Task directions
Which lines in the records below contain the string "could"? Gather every such line and copy it in full, treating uppercase and lowercase as different.

[START OF Information supplied]

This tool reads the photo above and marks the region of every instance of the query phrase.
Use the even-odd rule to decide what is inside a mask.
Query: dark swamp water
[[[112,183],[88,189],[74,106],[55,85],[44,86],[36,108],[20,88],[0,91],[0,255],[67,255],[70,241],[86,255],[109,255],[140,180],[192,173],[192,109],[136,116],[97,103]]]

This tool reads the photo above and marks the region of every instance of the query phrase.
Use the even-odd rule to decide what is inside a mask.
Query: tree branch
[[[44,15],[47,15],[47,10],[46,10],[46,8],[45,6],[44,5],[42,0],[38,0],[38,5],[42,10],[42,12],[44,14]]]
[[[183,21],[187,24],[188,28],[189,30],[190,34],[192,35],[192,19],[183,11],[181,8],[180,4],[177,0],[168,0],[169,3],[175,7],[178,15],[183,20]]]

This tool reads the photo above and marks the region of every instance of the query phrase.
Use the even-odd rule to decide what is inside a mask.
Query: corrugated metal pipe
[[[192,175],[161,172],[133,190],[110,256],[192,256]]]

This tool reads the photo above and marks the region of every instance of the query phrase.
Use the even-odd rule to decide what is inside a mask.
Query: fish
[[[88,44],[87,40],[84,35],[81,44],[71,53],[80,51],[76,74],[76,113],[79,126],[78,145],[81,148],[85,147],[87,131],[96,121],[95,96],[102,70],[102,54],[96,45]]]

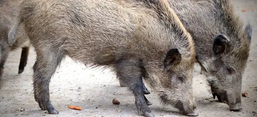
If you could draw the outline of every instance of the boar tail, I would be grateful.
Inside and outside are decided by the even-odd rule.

[END OF Information supplied]
[START OF Information supplied]

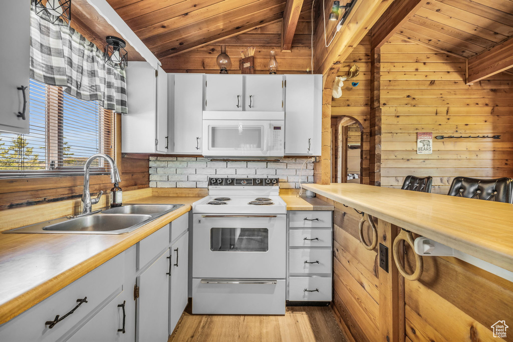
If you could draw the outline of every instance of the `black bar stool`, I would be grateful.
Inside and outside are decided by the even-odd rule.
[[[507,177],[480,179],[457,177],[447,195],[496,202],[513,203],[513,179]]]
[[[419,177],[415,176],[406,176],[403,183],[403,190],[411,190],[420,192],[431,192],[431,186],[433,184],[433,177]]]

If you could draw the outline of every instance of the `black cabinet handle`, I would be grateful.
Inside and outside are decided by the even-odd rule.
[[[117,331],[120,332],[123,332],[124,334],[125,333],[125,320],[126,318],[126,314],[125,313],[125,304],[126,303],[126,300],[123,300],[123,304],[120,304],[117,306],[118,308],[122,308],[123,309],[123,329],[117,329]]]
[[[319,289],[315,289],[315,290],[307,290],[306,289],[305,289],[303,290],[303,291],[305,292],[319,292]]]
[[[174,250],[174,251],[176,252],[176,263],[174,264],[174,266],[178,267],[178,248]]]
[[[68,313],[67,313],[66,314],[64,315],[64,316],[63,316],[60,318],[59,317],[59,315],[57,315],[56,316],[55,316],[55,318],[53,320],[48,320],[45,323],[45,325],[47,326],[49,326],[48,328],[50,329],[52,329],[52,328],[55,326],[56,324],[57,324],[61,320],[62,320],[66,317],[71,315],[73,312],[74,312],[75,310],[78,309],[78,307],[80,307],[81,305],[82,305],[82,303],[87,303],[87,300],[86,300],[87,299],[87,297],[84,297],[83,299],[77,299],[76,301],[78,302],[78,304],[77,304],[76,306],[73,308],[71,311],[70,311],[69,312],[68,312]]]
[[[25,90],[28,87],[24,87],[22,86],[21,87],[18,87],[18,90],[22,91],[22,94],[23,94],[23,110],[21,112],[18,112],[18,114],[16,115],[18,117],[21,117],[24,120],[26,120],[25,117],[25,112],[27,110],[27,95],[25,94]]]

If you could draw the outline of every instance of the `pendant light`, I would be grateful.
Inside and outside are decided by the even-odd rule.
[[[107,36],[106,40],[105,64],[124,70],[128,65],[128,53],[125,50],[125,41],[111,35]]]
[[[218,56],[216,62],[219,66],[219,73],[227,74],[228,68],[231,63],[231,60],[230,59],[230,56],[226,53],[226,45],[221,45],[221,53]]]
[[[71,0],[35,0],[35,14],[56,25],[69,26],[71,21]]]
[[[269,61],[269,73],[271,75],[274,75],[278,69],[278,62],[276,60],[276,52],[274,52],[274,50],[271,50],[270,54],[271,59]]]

[END OF Information supplied]

Reply
If you could draw the outline of every instance of the boar tail, I would be grateful.
If you could draw the outline of every instance of the `black bar stool`, I would be grateful.
If you could draw the outline of every instance of the `black cabinet handle`, I would be grateful.
If you could draw the outline of every instance of the `pendant light`, I would be grateful.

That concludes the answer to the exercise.